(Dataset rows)
:::::
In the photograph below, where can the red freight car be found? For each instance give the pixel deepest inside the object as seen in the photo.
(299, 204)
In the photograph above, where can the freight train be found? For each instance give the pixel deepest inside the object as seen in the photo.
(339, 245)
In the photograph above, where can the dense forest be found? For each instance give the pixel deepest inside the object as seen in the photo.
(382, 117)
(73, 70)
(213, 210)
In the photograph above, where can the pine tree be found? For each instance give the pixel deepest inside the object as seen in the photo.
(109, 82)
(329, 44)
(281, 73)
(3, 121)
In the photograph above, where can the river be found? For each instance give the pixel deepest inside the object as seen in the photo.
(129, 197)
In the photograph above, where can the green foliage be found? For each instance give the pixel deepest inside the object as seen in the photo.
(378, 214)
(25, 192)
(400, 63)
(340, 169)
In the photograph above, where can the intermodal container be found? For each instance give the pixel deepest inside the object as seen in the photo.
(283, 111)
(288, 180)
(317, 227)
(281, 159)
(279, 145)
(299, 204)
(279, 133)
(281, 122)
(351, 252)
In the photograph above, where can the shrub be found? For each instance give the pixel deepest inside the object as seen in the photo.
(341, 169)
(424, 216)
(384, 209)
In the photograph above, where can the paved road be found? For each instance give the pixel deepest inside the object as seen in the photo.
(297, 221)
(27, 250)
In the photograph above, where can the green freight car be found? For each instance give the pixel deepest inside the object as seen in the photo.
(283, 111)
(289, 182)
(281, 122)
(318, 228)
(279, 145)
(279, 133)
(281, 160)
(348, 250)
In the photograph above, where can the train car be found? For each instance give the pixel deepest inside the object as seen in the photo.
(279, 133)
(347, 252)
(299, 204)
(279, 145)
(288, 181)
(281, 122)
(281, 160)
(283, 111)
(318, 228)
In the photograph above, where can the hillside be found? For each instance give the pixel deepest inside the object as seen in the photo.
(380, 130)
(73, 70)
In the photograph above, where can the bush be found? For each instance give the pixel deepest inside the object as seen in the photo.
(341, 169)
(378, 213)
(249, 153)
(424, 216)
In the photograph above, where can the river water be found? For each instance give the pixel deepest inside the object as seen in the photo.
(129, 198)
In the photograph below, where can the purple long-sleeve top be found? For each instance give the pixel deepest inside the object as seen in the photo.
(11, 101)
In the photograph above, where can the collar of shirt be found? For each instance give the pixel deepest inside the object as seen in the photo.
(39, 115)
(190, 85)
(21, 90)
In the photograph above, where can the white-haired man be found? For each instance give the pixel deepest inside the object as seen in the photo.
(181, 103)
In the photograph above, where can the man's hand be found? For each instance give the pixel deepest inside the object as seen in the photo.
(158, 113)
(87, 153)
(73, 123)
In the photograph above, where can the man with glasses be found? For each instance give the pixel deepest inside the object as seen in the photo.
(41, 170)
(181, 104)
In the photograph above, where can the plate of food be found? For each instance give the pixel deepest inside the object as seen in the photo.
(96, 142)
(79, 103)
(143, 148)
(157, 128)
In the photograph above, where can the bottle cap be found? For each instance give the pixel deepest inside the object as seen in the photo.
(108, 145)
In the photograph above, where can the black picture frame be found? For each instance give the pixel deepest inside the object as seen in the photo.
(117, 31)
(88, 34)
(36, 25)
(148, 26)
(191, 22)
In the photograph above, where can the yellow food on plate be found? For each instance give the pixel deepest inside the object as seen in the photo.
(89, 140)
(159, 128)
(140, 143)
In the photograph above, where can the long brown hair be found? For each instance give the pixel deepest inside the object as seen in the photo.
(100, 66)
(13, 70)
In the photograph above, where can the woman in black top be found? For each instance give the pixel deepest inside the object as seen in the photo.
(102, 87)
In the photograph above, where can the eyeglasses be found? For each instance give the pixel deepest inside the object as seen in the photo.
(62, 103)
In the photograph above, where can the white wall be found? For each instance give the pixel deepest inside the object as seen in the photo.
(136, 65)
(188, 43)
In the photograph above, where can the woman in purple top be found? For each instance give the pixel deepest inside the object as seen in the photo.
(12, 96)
:::::
### Stated goal
Exactly reproduce every line of the records.

### Solution
In the photograph below, where can the red freight car be found? For each instance give the pixel deepest inside the object as seen in the photo.
(299, 204)
In the photograph above, where can the freight train be found? For each instance give the pixel deepest inside the object as seen in the photo.
(339, 245)
In the photograph above, where can the dense forest be found? For each instance give the pixel deepest inside the object as seen in the photo.
(382, 117)
(73, 70)
(213, 210)
In the photograph above, where can the pine tree be found? For each instance give the pixel deepest inside the object as seen in the photo.
(109, 82)
(329, 44)
(281, 73)
(3, 121)
In the photograph above, where can the river be found? For each instance give the pixel deepest inside the object as seen in the photo.
(129, 197)
In the photograph above, where can the green foliage be found? For each instance give the pixel deepest inside the object as seen in the photo.
(378, 214)
(25, 192)
(400, 63)
(340, 169)
In the photograph above, where can the intermodal container be found? For each instance give the pixel deepest inside the object as seen in the photo.
(283, 111)
(288, 180)
(317, 227)
(281, 159)
(279, 145)
(299, 204)
(279, 133)
(281, 122)
(351, 252)
In the photograph above, where can the shrub be found? For each instance give the pixel deepest inside the object as seen in the photo.
(341, 169)
(424, 216)
(384, 209)
In the photograph above, where can the paved road be found? For each instance give the pixel deepest inside the object as seen in the photo.
(297, 221)
(27, 250)
In the photograph above, where can the green freight car be found? For each instance give the pixel deepest inside the object as seen in the photo.
(283, 111)
(289, 182)
(281, 122)
(318, 228)
(279, 145)
(279, 133)
(281, 160)
(348, 250)
In the photograph above, where can the train car be found? For each instance give the pixel deepest inside the object as seen in the photo.
(279, 133)
(347, 252)
(299, 204)
(279, 145)
(288, 181)
(281, 122)
(281, 160)
(283, 111)
(318, 228)
In the photograph above, where can the hillside be found? For each instance give the pixel deepest inside the object as seen in the photo.
(380, 130)
(73, 70)
In the photograph above, where can the bush be found? For each instance give the pixel deepest inside the object as seen in the photo.
(341, 169)
(378, 213)
(249, 153)
(424, 216)
In the photograph above, where can the river water be found? For each instance give the pixel deepest inside the object as seen in the photo.
(129, 198)
In the photograph below, where can the purple long-sleeve top be found? For each instance give the pixel deepest inside the object as seen in the photo.
(11, 101)
In the photograph above, where can the collar of shirt be found? For each instance give the pixel deepest inside the object as seen in the photo.
(39, 115)
(190, 85)
(21, 90)
In the photograph above, where can the white-haired man be found? For each instance give the pixel deepest inside the object as seen in the photo.
(181, 103)
In the photograph above, where can the man's hand be found? For each instance give the pixel deepest inside the object as seen in the photo.
(158, 113)
(87, 153)
(73, 123)
In the photograph above, where can the man with glasses be found? For each instance give the pixel deepest inside the object as seen in the photo.
(41, 170)
(181, 104)
In the photograph above, where can the plate of food be found? For each instance give the pixel deepest inside the object as seen in the photo.
(96, 142)
(79, 103)
(143, 148)
(157, 128)
In the photograph above, where can the bottle cap be found? For each instance give the pixel deepest inside the object as seen in the photo.
(108, 145)
In the photograph above, where can the black picture frame be found? For each instance give the pixel deepest inside the object as seen in the photo.
(117, 31)
(88, 34)
(36, 25)
(148, 26)
(191, 22)
In the photograph above, where can the yellow food on plate be found? For each instance give the pixel deepest inside the object as seen in the photo.
(89, 140)
(159, 128)
(140, 143)
In the photograph above, where can the long brown hair be found? For each instance give the pixel deepest inside the object as seen in the photo.
(100, 66)
(13, 70)
In the photograph above, where can the woman in black top be found? For each instance give the pixel deepest inside the object as seen in the photo.
(102, 87)
In the photograph above, where can the eyeglasses be found? For each instance give the pixel deepest inside the object as seen in the photo.
(62, 103)
In the photograph above, where can the white wall be found? For each instance give the pixel deepest inside the object as seen in the photo.
(136, 65)
(188, 43)
In the photograph above, where can the woman in purple top be found? For each instance give the pixel deepest inside the object as seen in the photo.
(12, 96)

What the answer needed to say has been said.